━━ Data provided

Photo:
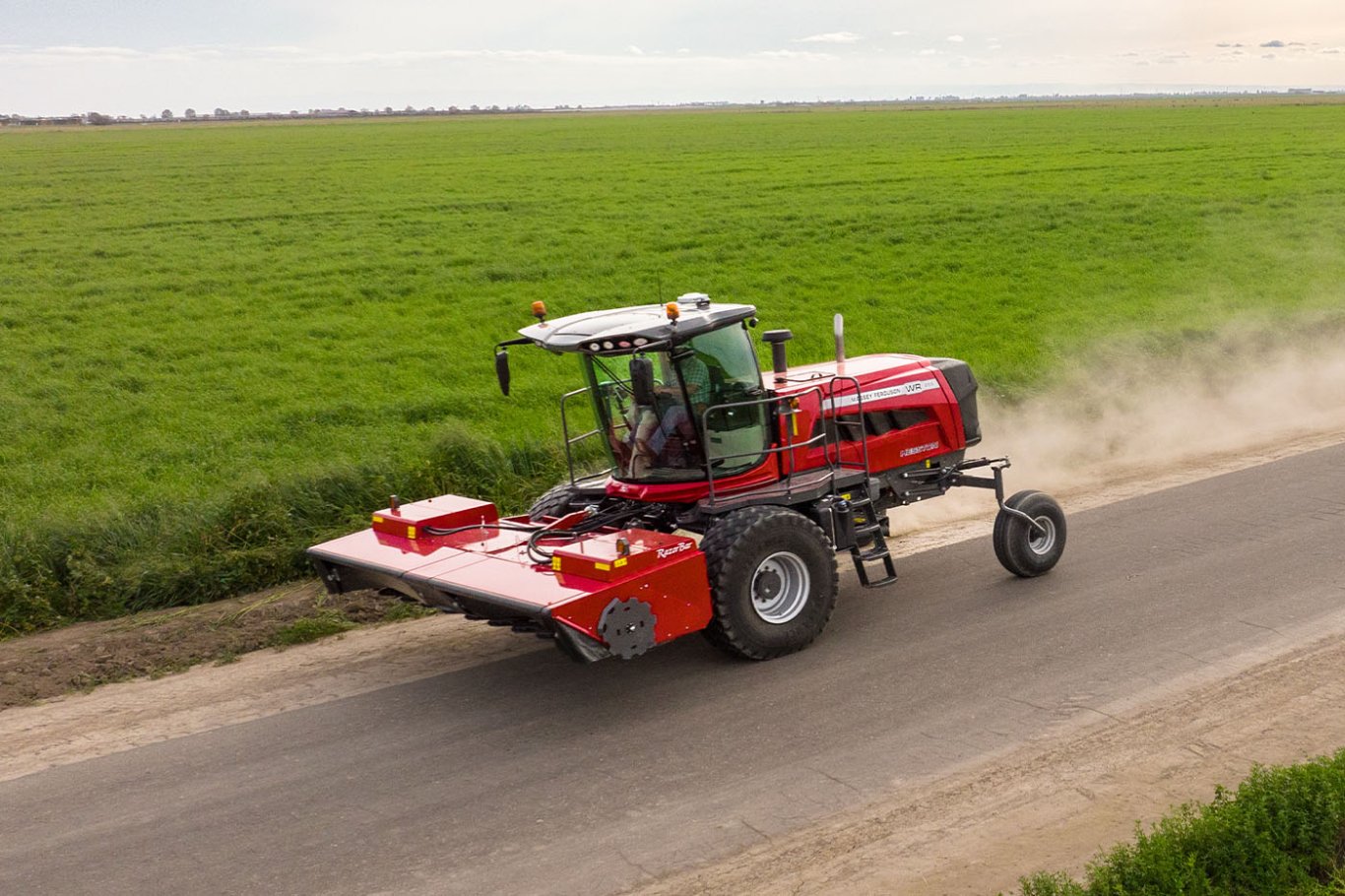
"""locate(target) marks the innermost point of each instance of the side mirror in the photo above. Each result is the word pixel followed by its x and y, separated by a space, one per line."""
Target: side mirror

━━━━
━━ Data provided

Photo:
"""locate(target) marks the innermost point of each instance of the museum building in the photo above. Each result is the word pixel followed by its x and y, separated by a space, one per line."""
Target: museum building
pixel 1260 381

━━━━

■ Written exercise
Find each line in the material above that contains the string "pixel", with case counting, and copy those lines.

■ Answer below
"""locate(target) marks the innermost point of each instance of the side mirror in the photo above. Each result is the word pixel followed by its x and y, separated by a space, one per line."""
"""locate(target) marks the innermost point of each instance of the museum building in the photo above. Each result is the word pixel followed by its x and y, separated by a space, one per line."""
pixel 1260 381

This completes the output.